Source listing —
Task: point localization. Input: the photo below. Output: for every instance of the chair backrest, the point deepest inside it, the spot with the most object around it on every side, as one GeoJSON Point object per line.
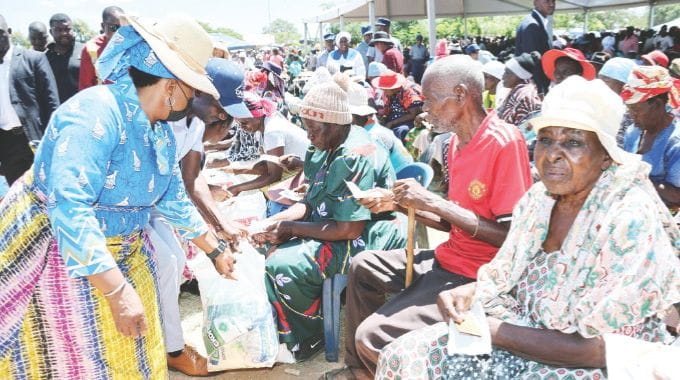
{"type": "Point", "coordinates": [419, 171]}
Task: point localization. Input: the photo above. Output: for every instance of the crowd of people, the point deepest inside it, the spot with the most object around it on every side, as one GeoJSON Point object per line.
{"type": "Point", "coordinates": [559, 163]}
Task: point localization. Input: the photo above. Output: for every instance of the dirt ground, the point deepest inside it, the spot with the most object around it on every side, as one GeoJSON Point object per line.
{"type": "Point", "coordinates": [191, 311]}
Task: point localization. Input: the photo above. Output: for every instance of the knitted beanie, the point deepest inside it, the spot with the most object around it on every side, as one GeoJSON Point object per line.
{"type": "Point", "coordinates": [327, 103]}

Goal — Can you turn every line of the listing above into a numbered list, skipping blank lines and leaving out the pictures?

Finished task —
1. Task: point localization. Input: the photo below. Output: for every instance of the chair backrest, the point deepest inside it, the spot with the most object around it on every side, as one GeoJSON Point object per line.
2. {"type": "Point", "coordinates": [419, 171]}
3. Task: point localization. Input: the photo above. Output: for every instance of the crowd of people, the point deepest inside it, the spot with the most object around it on every side, as one GeoJSON Point object per line.
4. {"type": "Point", "coordinates": [559, 163]}
5. Task: point localization. Input: the photo above. Output: for every instance of the dirt ground, the point deepest inside it, the spot with the most object around it on every side, as one GeoJSON Point object per line.
6. {"type": "Point", "coordinates": [191, 311]}
7. Task: point localization. Input: the photo above. Output: for every instance of the knitted beanie, the point deepest inside it, the spot with the most object around it on every side, as one GeoJSON Point object per line.
8. {"type": "Point", "coordinates": [327, 103]}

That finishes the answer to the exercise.